→ **BRIEF**
Everything in the data should be repeated exactly, save for the images.

→ **SOURCE RECORDS**
|---|
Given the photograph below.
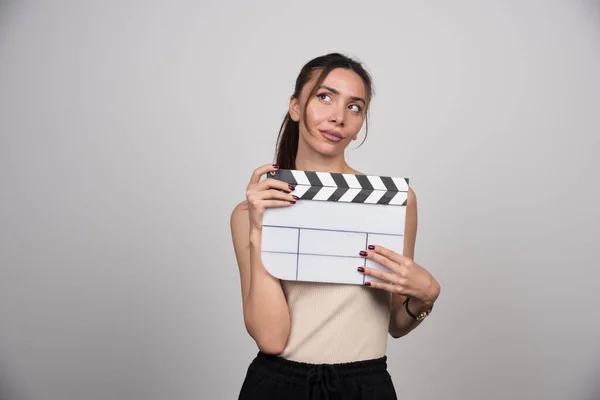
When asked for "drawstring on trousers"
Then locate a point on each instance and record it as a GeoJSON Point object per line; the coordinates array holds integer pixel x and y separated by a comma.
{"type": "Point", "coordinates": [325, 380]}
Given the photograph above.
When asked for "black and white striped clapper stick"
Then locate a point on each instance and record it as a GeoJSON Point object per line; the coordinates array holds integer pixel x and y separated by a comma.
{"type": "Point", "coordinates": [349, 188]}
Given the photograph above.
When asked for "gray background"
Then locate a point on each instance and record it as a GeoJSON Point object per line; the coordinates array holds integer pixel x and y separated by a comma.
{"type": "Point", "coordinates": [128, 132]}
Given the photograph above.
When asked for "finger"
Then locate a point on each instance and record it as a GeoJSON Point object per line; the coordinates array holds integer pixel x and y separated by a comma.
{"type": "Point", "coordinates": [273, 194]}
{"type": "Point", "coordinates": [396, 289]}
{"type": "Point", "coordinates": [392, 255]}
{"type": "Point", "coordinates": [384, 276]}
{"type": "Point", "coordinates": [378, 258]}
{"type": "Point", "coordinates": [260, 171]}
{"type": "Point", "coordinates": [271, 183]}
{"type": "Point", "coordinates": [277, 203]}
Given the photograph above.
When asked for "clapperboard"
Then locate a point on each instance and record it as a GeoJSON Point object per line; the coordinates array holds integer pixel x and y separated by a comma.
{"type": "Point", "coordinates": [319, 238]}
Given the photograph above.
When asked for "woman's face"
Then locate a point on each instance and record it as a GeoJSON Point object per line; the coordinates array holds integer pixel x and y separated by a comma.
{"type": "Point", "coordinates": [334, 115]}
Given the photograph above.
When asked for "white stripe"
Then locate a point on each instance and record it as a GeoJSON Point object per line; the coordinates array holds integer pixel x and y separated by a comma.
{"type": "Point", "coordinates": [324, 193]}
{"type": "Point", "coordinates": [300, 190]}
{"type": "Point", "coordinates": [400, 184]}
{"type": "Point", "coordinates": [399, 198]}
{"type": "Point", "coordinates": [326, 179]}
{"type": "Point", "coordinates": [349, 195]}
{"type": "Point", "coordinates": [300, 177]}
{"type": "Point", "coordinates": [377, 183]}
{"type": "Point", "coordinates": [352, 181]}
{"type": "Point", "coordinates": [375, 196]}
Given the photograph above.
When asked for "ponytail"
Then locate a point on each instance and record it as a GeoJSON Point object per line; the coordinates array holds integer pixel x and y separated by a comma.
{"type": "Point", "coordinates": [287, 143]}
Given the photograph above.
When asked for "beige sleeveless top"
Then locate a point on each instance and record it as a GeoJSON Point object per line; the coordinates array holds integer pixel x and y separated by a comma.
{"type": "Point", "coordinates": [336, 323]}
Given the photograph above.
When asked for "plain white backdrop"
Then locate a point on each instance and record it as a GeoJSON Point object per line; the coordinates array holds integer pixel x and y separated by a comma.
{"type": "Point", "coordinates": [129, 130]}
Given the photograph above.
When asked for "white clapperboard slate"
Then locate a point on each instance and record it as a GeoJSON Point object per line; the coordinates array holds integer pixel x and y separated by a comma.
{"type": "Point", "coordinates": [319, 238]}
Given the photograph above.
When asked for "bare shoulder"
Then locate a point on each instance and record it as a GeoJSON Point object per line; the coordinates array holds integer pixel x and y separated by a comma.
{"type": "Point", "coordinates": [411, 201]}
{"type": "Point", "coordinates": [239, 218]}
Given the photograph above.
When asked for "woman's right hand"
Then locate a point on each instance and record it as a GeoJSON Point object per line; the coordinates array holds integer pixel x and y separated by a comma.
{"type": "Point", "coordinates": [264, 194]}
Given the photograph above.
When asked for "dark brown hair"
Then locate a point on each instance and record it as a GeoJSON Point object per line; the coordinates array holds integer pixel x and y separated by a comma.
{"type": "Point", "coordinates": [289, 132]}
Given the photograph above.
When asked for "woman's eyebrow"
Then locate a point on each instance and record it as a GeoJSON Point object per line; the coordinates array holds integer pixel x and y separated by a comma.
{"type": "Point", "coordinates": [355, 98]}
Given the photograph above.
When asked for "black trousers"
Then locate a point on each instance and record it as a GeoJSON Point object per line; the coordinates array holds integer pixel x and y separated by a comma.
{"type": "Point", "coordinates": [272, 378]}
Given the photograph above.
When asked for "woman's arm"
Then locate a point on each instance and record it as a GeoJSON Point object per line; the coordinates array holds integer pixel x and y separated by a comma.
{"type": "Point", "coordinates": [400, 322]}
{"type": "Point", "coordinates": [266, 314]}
|---|
→ **SOLUTION TO THIS PROBLEM**
Given the photograph below.
When asked for "drawstring on trousers"
Then locate a point on each instance and record it as a GeoJSON Point object per line; the coordinates array holds integer pixel x and y separated by a comma.
{"type": "Point", "coordinates": [325, 380]}
Given the photograph above.
When asked for "black and white striped clapper stick"
Then locate a point on each instance and record it as a GeoJSON Point object per line; the coordinates array holds integer pixel x and y separated by a comma.
{"type": "Point", "coordinates": [349, 188]}
Given the photograph above.
When asked for "gray background"
Then locate a point on each instance and record it as a GeoJSON Point object per line; the coordinates array holds integer pixel x and y separated by a comma.
{"type": "Point", "coordinates": [128, 132]}
Given the photograph above.
When asked for "finger"
Then locate a point on each instance and record it as a GeoJSON Point object per line; the coordinates array holds integer pixel x and y separated by a comma.
{"type": "Point", "coordinates": [273, 194]}
{"type": "Point", "coordinates": [396, 289]}
{"type": "Point", "coordinates": [392, 255]}
{"type": "Point", "coordinates": [384, 276]}
{"type": "Point", "coordinates": [378, 258]}
{"type": "Point", "coordinates": [260, 171]}
{"type": "Point", "coordinates": [271, 183]}
{"type": "Point", "coordinates": [277, 203]}
Given the photograph above.
When asked for "clapperboard"
Then locate a point on each instance and record it as a GeoJSON Point object per line; the coordinates array holds integer pixel x and y separated by a comma.
{"type": "Point", "coordinates": [319, 238]}
Given the photograph above.
When asked for "woman's face"
Then locate a point on each instance and record it as a GeoJSON Point object per line; the coordinates array holds integer pixel x and y separated by a comma.
{"type": "Point", "coordinates": [334, 115]}
Given the photograph above.
When asked for "white stripe"
Then locate a point on each instance and record it as a GeoJSON Point object per line; the coordinates array holds integer pixel x and y separated by a comma.
{"type": "Point", "coordinates": [324, 193]}
{"type": "Point", "coordinates": [300, 190]}
{"type": "Point", "coordinates": [400, 184]}
{"type": "Point", "coordinates": [399, 198]}
{"type": "Point", "coordinates": [326, 179]}
{"type": "Point", "coordinates": [349, 195]}
{"type": "Point", "coordinates": [300, 177]}
{"type": "Point", "coordinates": [377, 183]}
{"type": "Point", "coordinates": [352, 181]}
{"type": "Point", "coordinates": [375, 196]}
Given the photograph above.
When asked for "ponytail"
Then locate a point on each instance and record it as a GeoJSON Point object per line; the coordinates array holds integer pixel x and y separated by a comma.
{"type": "Point", "coordinates": [287, 143]}
Given the photograph above.
When asked for "beige sleeveless top"
Then locate a point on each instance and record it as a GeoJSON Point object per line; the coordinates array holds integer pixel x and y separated by a comma.
{"type": "Point", "coordinates": [336, 323]}
Given the photograph above.
When asked for "plain white backdrop"
Then locate a point on each instance and record it as a GeoJSON Point object per line; the coordinates array holds integer pixel x and y separated by a comma.
{"type": "Point", "coordinates": [129, 130]}
Given the photograph above.
When asked for "white clapperboard slate"
Then locate a point on each instance and record it as a GeoJSON Point object per line; the coordinates array holds integer pixel x and y separated by a comma.
{"type": "Point", "coordinates": [319, 238]}
Given the photograph above.
When asked for "bare shoulder"
Then locate a point on each instance and record it as a GeoJSON Point object per line; the coordinates array holds integer pixel x and y separated by a comma.
{"type": "Point", "coordinates": [411, 201]}
{"type": "Point", "coordinates": [239, 218]}
Given the photograph above.
When asked for "woman's right hand"
Then locate a point on each instance and record it as a GeoJSON Point object per line; the coordinates array holds integer pixel x and y separated by a comma.
{"type": "Point", "coordinates": [264, 194]}
Given the photograph above.
When asked for "dark brown hair"
Then locate a point on each instance and record it as a GeoJSON Point object per line; the coordinates array holds integer pixel x and y separated by a comma.
{"type": "Point", "coordinates": [289, 132]}
Given the photograph above.
When asked for "woman's eyebrow"
Then locate a point on each instance and record it as a GeoJSON Point object per line; the coordinates array holds integer pixel x and y separated by a comma.
{"type": "Point", "coordinates": [355, 98]}
Given the photograph above.
When asked for "black trousers"
Then locate a point on each instance and record it as a GeoJSON Point object per line; the coordinates array holds integer pixel x and y separated by a comma.
{"type": "Point", "coordinates": [272, 378]}
Given the photograph above.
When asked for "woman's arm"
Then locate a point on each instance and record it as a GeoJSON Point object per line; the coordinates array holds integer pixel x and y separated by a comma.
{"type": "Point", "coordinates": [400, 322]}
{"type": "Point", "coordinates": [266, 314]}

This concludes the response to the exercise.